* [Stored items from a collection]:
........

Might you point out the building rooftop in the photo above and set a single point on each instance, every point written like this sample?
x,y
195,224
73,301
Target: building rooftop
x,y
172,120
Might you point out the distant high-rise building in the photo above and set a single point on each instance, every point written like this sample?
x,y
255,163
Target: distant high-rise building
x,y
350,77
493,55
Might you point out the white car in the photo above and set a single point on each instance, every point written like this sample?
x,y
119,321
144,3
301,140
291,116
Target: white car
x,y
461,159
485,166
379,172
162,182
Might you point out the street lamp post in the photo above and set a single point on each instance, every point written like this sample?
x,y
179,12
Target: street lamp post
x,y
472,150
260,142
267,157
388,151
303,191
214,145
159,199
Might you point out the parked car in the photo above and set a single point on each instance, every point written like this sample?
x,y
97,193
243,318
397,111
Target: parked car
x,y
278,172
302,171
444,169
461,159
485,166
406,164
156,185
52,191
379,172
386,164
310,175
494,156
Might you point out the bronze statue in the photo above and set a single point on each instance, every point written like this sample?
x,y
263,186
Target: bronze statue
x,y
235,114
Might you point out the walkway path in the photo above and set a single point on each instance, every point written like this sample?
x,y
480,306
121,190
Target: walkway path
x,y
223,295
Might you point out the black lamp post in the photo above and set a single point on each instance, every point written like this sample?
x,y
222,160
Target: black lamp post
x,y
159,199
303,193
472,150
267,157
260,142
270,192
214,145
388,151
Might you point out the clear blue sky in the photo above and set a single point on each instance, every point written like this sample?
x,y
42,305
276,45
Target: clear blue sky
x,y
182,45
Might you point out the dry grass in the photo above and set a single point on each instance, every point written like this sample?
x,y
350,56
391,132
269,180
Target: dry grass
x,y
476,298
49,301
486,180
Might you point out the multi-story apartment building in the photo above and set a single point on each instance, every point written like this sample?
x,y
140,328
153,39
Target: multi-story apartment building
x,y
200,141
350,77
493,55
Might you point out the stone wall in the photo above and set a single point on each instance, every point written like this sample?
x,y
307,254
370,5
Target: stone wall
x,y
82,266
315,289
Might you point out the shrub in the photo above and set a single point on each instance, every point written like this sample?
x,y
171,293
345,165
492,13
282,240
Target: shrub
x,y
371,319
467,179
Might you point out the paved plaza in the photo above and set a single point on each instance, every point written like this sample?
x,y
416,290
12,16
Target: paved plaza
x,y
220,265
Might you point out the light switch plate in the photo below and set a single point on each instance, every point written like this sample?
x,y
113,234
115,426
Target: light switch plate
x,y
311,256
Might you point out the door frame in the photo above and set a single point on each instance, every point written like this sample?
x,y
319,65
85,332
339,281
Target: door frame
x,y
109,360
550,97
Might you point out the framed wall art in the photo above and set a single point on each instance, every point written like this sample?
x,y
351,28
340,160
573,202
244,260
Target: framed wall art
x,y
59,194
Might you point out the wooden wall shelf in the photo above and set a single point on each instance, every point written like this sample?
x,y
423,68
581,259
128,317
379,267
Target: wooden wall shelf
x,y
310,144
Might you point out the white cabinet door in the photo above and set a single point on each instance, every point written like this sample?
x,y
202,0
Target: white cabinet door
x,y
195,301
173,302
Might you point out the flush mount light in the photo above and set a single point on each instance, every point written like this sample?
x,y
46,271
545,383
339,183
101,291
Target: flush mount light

........

* [JOB]:
Repeat the material word for word, in full.

* [ANSWER IN FULL]:
Might you point out the building rooftop in the photo above and set a single point on each instance, every point written like this sample?
x,y
195,224
73,301
Target: building rooftop
x,y
172,120
Might you point out the distant high-rise building in the photo above and set a single point on each instance, every point written like this sample?
x,y
255,163
Target: distant high-rise building
x,y
350,77
493,55
Might you point out the white car in the photo above and set a single point on each instance, every point written like this sample?
x,y
119,321
144,3
301,140
291,116
Target: white car
x,y
461,159
485,166
379,172
162,182
Might you point out the street lamp post in the photo above and set a single point on each instance, every point written like this sample?
x,y
179,12
Target: street lamp post
x,y
472,150
260,142
267,157
388,151
303,191
214,145
159,199
Might you point out the parked car in the photo above and set a single point on each instance, every point written like this sample?
x,y
97,193
243,318
397,111
Target: parked car
x,y
278,172
302,171
444,169
461,159
485,166
406,164
156,185
52,191
379,172
386,164
310,175
494,156
Might you point out the bronze statue in the photo above and set a single point on each instance, every point written like this sample?
x,y
263,186
Target: bronze statue
x,y
235,114
Might you point out the walkway path in the photo above and set a single point on each instance, every point written like this sample?
x,y
480,306
121,190
Target: walkway path
x,y
223,295
Might you point out the black lamp post in the photo above and set a single point on each instance, every point written like this sample?
x,y
222,160
Target: black lamp post
x,y
159,199
303,193
472,150
267,157
260,142
270,192
214,145
388,151
Might you point out the clear blue sky in the photo above and set a single point on each instance, every point written like this sample?
x,y
42,305
276,45
Target: clear blue sky
x,y
182,45
Might you point out the dry grass in the photo above and set a single point on each instance, every point written like this sample?
x,y
350,56
391,132
269,180
Target: dry grass
x,y
476,298
49,301
486,180
Might you point out the multi-story apartment building in the photo above and set a single point on each instance, every point written like this sample?
x,y
140,328
153,39
Target: multi-story apartment building
x,y
200,141
350,77
493,55
Might you point out the stone wall in the photo above and set a single point on each instance, every point written like this sample?
x,y
307,254
370,5
Target: stone wall
x,y
82,266
315,289
Might you point out the shrub in the photo above and set a single point on each instance, every point written like this sample?
x,y
171,293
345,165
492,13
282,240
Target: shrub
x,y
371,319
467,179
Might you point out the paved plaza in the photo above and set a single point on each instance, every point written like this sample?
x,y
416,290
12,16
Target: paved plaza
x,y
220,265
Might you point out the light switch plate in the photo below and set a single point on each instance, every point written like this sample?
x,y
113,234
115,426
Target: light switch plate
x,y
311,256
Might you point out the door frame in the photo above and set a single point on each instance, every point written like this sample?
x,y
319,65
85,332
339,281
Target: door frame
x,y
109,360
550,97
Might you point out the framed wall art in the photo above and set a single point on each instance, every point written like this sample?
x,y
351,28
340,160
573,202
244,260
Target: framed wall art
x,y
59,194
Might you point out the wooden wall shelf in the photo above and set a single point on each instance, every point written like this sample?
x,y
423,68
581,259
128,317
379,267
Target: wooden wall shelf
x,y
310,144
Might you point out the white cabinet door in the photo above and set a single point on each instance, every point written like this sample?
x,y
202,0
Target: white cabinet door
x,y
195,301
173,302
Might you point out the flush mount light in the photo above and set a single point on each instance, every point written like this sample?
x,y
46,271
545,383
339,183
101,291
Target: flush mount light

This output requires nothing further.